[Given entries — start]
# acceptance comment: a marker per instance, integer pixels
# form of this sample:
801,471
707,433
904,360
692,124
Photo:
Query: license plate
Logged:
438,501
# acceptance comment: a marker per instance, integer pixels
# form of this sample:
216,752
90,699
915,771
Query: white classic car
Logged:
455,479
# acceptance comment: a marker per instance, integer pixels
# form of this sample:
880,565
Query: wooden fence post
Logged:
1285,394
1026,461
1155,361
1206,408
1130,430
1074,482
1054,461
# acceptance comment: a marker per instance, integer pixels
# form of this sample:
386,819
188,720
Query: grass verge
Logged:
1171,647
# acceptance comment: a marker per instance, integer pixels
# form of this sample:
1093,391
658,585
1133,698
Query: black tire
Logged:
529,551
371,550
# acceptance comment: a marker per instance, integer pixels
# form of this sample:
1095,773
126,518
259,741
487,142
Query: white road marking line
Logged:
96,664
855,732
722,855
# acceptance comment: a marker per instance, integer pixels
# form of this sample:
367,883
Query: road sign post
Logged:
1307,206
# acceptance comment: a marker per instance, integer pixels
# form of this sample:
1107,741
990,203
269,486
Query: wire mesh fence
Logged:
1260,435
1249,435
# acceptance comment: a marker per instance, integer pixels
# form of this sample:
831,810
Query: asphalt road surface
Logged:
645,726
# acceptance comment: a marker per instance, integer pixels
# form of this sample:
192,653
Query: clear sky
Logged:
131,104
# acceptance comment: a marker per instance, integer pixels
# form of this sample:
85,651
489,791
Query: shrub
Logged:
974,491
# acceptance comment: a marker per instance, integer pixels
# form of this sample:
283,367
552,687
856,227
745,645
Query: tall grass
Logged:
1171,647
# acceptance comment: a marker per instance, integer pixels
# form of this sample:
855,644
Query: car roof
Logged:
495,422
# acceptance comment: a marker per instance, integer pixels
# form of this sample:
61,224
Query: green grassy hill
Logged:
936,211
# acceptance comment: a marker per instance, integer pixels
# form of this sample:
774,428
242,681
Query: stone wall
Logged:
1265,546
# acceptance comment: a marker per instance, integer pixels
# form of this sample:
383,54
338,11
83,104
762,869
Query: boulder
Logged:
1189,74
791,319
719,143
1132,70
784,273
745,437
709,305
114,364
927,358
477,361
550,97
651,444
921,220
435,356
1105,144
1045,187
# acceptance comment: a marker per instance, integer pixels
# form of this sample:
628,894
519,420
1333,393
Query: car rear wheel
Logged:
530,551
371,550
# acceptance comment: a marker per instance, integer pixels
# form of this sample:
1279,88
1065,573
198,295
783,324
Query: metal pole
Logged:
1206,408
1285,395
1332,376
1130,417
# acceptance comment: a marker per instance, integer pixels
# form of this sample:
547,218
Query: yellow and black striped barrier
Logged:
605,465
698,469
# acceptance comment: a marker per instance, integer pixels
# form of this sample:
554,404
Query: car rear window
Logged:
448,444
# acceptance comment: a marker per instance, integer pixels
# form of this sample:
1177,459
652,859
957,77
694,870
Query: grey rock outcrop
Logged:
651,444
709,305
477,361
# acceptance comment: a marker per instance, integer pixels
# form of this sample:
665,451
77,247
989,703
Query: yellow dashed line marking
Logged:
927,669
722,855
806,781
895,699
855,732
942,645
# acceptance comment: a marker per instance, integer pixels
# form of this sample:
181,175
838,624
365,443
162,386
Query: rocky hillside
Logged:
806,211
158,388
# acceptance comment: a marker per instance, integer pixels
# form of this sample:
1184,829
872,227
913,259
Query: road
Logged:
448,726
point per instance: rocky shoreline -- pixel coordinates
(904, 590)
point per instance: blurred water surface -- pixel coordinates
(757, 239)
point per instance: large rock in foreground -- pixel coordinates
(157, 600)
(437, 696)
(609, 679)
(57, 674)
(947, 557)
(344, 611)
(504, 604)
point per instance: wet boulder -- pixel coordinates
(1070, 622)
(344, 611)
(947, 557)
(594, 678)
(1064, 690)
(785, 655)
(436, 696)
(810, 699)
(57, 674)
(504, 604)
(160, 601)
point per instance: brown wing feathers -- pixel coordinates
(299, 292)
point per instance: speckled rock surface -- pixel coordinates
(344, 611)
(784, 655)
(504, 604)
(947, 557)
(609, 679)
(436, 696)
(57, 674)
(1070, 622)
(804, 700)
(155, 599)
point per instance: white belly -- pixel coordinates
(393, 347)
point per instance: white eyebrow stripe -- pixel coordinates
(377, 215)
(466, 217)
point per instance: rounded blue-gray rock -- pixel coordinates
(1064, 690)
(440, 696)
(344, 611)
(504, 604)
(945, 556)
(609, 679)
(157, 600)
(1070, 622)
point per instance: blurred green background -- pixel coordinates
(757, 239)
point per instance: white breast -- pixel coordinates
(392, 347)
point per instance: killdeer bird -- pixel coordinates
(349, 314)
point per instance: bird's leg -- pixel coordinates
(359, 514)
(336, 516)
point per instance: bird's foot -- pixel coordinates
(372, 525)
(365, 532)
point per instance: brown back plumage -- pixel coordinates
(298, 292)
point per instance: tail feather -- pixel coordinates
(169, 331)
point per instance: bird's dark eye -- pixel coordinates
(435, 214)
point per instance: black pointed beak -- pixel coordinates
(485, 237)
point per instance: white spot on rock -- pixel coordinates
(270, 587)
[Given entries — finish]
- _Required work_: Check every line above for the string "road" and state how many have it, with no other words.

- _Response to this exercise_: 4